Naar mijn mening heb je als ouder ten opzichte van je kind primair plichten (of taken of verantwoordelijkheden, zo je wilt) en veel minder rechten, maar ik heb de indruk dat dit in veel settings en in veel ‘opvoedmethodes’ vloeken in de kerk is. Het blijkt een heel moeilijke uitspraak te zijn, want het motto is vaak: “Het moet wel leuk blijven”, “Ik wil ook tijd voor mezelf hebben”, “Ik heb zelf ook een leven!”. Dit is ook wat de folders ademen: “Hoe houd ik ondanks mijn kind, mijn eigen leven leefbaar?”
Lees voor de aardigheid dit stuk eens, getiteld ‘Apenkunstjes’. Of lees dit artikel, eveneens van de hand van Gabriëlle Jurriaans, over de miljoenen die met het opvoedprogramma gemoeid zijn. Is dat wat we willen met onze kinderen, dat ze opzitten en pootjes geven om het ons gemakkelijk te maken? Willen we hun voorleven dat onvoorwaardelijkheid niet bestaat en dat ze zich overeenkomstig onze eisen moeten gedragen om onze liefde te verdienen? Mijn antwoord daarop is een helder ‘nee’. Nu nog kijken hoe we deze methode de wereld uit krijgen. Dat is een hele kluif, want ik heb nóg elf folders liggen en het schijnt dat er op de cb’s binnenkort alléén nog maar deze folders mogen liggen… zucht. Arme kinderen, arme ouders, arme samenleving…

Zo dadelijk heb ik een gesprek met iemand van de organisatie die deze folders mede uitgeeft. Ik ben benieuwd waar we op uitkomen!

·····

Wat je moet doen:
a) Kloppen deze uitspraken volgens de tekst over opvoeden? Geef bij elke uitspraak ja of nee en citeer de woorden uit de tekst die de doorslag geven.
(i) De schrijver vindt dat je als ouder tegenover je kind vooral rechten hebt.
(ii) Het artikel over de miljoenen voor het opvoedprogramma komt ook van Gabriëlle Jurriaans.
(iii) De schrijver heeft nog elf folders liggen.
b) Beantwoord met de tekst over opvoeden deze vragen:
(i) Hoe heet het stuk dat de schrijver voor de aardigheid aanraadt?
(ii) Wat antwoordt de schrijver op de vraag of we dat willen met onze kinderen?
(iii) Met wie heeft de schrijver zo dadelijk een gesprek?
c) Noem alle zinnen die in de tekst over opvoeden tussen dubbele aanhalingstekens staan.
Het materiaal heeft niets met de tekst te maken.

·····

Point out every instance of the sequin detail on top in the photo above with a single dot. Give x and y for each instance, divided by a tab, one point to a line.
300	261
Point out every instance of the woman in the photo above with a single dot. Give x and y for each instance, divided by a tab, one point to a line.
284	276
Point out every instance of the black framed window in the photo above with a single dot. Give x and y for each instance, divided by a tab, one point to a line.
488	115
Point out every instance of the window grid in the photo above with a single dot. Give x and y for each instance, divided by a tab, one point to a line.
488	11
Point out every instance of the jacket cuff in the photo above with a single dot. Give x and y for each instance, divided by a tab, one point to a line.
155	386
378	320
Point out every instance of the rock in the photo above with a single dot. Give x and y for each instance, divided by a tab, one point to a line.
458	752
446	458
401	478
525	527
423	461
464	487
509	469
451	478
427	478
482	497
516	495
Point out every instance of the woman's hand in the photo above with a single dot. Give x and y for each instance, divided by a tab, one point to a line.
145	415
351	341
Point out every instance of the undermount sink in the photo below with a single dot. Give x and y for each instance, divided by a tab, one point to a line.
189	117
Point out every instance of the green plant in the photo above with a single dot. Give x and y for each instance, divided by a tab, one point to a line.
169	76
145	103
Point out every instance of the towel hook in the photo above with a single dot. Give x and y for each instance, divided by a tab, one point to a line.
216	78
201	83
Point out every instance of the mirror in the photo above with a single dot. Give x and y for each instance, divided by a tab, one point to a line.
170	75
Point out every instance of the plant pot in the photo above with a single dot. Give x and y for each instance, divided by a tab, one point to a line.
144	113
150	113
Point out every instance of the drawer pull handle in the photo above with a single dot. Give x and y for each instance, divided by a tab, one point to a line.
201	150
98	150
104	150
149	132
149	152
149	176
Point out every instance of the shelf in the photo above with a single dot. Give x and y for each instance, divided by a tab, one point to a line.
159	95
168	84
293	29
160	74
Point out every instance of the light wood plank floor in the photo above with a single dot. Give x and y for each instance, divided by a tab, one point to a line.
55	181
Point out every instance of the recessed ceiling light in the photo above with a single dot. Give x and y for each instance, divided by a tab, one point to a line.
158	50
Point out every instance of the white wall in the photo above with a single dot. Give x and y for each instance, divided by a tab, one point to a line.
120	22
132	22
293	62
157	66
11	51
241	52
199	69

·····

De antwoorden:
a)
(i) Nee: "Naar mijn mening heb je als ouder ten opzichte van je kind primair plichten (of taken of verantwoordelijkheden, zo je wilt) en veel minder rechten"
(ii) Ja: "Of lees dit artikel, eveneens van de hand van Gabriëlle Jurriaans"
(iii) Ja: "ik heb nóg elf folders liggen"

b)
(i) 'Apenkunstjes'
(ii) Een helder 'nee'.
(iii) Met iemand van de organisatie die deze folders mede uitgeeft.

c)
- "Het moet wel leuk blijven"
- "Ik wil ook tijd voor mezelf hebben"
- "Ik heb zelf ook een leven!"
- "Hoe houd ik ondanks mijn kind, mijn eigen leven leefbaar?"